Objective
Gather every line of the records below that contains the word "elements", copying each line in full. Case counts.

[Stored records]
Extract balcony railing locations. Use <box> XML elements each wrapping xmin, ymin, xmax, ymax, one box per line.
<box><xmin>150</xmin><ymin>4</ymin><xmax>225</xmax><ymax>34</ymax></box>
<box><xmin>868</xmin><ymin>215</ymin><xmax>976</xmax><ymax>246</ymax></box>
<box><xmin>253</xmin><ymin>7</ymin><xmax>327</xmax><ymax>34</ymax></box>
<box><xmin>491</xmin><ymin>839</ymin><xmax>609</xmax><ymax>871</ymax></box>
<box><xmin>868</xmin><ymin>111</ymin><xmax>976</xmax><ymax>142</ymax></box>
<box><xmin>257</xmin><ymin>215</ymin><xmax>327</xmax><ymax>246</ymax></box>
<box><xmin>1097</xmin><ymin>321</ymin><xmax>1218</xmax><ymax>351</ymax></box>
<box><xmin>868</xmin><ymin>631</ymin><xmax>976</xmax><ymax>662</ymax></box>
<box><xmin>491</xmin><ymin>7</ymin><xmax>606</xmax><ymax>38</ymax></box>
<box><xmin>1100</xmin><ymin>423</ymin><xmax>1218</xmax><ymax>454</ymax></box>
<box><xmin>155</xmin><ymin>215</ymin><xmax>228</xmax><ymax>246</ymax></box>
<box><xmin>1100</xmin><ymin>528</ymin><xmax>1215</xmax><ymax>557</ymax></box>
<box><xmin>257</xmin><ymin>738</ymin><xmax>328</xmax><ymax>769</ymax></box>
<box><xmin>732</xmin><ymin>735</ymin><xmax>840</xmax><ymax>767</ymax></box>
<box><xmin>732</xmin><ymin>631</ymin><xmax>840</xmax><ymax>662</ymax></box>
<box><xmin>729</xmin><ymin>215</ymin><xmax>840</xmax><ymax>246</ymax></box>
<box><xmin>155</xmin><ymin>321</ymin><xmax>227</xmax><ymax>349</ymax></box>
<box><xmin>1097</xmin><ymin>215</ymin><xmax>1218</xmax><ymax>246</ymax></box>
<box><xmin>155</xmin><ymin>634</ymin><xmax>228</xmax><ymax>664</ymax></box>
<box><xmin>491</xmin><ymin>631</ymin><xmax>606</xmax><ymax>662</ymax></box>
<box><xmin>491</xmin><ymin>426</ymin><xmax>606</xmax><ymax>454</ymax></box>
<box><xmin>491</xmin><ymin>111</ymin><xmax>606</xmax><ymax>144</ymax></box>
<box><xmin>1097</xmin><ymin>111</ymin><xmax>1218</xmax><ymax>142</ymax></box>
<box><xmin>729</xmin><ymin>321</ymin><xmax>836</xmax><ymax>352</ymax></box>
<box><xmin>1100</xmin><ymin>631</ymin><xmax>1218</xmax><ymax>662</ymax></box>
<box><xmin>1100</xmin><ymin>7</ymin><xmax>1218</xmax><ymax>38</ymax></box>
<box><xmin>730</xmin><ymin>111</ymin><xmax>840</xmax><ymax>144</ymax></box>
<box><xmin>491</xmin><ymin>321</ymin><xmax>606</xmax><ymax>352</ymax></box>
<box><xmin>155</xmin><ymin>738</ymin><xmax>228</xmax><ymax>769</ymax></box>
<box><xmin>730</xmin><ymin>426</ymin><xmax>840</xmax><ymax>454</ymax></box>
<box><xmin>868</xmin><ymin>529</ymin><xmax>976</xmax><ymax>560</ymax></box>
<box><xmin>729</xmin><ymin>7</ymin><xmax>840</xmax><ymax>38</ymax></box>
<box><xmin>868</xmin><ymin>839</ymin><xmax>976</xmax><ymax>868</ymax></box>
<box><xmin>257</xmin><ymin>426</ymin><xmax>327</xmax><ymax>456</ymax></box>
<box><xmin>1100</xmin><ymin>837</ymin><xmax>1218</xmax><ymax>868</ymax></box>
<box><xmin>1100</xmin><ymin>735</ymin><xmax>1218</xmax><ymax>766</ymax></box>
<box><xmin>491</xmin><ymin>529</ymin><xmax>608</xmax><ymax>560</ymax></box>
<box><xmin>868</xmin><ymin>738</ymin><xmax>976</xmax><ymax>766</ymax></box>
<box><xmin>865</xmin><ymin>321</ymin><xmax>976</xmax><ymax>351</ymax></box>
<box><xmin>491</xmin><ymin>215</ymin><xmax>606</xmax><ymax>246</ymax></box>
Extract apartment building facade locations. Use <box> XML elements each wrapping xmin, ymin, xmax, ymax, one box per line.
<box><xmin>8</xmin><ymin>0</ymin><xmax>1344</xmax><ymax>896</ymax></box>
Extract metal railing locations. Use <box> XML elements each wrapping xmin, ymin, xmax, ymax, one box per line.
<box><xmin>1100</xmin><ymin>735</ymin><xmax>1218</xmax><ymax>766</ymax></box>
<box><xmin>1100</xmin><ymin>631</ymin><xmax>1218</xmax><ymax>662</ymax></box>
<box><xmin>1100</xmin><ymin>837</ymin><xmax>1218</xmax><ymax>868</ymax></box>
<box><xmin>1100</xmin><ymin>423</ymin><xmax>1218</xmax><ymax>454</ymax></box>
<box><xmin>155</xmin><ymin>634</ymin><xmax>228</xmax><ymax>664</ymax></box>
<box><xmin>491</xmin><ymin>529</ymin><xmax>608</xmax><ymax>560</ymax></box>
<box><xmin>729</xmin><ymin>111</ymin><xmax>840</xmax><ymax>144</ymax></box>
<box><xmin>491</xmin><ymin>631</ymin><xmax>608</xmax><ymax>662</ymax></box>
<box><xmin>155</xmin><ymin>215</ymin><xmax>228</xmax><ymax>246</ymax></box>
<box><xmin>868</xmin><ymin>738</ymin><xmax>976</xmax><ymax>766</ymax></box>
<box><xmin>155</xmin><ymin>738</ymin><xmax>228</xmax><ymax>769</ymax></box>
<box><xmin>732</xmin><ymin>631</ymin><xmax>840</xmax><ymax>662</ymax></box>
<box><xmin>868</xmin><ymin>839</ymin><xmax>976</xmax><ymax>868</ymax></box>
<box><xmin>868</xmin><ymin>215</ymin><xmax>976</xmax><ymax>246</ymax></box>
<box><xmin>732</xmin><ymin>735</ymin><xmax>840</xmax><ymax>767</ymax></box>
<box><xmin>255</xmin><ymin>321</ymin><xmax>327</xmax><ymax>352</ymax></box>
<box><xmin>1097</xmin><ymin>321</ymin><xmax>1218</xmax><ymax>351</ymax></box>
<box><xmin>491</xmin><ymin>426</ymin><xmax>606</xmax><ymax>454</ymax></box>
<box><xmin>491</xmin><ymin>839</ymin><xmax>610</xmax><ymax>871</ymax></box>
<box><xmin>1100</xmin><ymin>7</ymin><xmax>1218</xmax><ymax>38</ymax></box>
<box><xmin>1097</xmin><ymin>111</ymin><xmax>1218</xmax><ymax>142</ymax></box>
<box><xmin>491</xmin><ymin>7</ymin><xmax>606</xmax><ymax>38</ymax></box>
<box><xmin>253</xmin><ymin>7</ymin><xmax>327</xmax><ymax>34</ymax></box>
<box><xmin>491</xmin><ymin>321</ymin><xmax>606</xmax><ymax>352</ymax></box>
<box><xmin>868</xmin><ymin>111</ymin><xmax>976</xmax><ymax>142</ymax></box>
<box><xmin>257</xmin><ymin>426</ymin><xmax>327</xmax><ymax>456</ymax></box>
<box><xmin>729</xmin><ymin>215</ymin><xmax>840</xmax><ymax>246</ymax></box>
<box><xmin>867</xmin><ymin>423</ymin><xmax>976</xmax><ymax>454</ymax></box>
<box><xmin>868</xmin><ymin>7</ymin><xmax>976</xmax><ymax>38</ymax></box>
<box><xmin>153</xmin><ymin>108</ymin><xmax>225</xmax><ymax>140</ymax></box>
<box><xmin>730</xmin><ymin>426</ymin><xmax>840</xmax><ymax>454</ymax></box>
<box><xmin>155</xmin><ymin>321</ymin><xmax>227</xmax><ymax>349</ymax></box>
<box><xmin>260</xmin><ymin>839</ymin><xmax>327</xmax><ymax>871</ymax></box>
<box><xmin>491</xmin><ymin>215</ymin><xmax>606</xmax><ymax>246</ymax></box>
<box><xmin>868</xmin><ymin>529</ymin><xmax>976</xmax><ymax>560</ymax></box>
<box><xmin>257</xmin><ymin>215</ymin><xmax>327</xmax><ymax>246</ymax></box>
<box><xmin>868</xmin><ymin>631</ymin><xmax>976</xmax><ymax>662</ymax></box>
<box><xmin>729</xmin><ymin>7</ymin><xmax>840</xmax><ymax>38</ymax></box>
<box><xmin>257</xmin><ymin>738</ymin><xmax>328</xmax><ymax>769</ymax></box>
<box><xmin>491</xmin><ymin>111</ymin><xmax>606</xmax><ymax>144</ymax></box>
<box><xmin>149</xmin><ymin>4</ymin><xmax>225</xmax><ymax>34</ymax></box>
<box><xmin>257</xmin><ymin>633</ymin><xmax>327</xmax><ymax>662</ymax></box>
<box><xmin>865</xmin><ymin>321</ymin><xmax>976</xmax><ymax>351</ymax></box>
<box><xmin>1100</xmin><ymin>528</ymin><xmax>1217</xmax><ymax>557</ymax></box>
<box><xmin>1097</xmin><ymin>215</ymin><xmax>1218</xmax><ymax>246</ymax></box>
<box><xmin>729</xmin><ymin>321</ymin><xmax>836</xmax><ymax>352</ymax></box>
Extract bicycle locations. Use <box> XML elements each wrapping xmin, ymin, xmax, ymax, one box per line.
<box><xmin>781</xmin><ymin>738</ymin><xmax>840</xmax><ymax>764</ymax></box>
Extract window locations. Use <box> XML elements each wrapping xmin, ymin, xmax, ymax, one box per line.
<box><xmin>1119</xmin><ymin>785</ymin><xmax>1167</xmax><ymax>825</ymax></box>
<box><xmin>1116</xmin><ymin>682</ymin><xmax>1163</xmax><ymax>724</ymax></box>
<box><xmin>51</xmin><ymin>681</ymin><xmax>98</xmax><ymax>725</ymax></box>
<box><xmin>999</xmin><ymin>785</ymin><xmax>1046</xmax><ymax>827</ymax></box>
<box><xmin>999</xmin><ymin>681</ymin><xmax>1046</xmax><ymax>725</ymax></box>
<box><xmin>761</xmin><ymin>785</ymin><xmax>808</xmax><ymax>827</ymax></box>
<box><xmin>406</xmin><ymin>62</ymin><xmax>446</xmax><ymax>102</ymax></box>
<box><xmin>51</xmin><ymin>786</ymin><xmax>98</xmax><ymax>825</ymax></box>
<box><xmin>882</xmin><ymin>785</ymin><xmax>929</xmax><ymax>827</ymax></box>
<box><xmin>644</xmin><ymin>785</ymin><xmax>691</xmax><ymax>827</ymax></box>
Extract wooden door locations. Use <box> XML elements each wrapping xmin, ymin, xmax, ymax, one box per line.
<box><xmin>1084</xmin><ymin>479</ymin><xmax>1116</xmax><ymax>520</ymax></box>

Response for this exercise
Extract balcony railing locations. Use <box> XML elements each wrapping xmin, ymin, xmax, ymax, one box per line.
Extract apartment building facade locations. Use <box> XML elements each wrapping xmin, ymin, xmax, ymax, one box per line.
Extract metal railing locations. Use <box> XML elements each wrapping xmin, ymin, xmax, ymax, one box per line.
Extract bicycle locations. Use <box> XML elements each wrapping xmin, ymin, xmax, ymax, one box per line.
Extract window locations. Use <box> XML elements each wrapping xmin, ymin, xmax, ymax, one box per line.
Extract wooden door locations. Use <box> XML elements each wrapping xmin, ymin, xmax, ymax, one box per line.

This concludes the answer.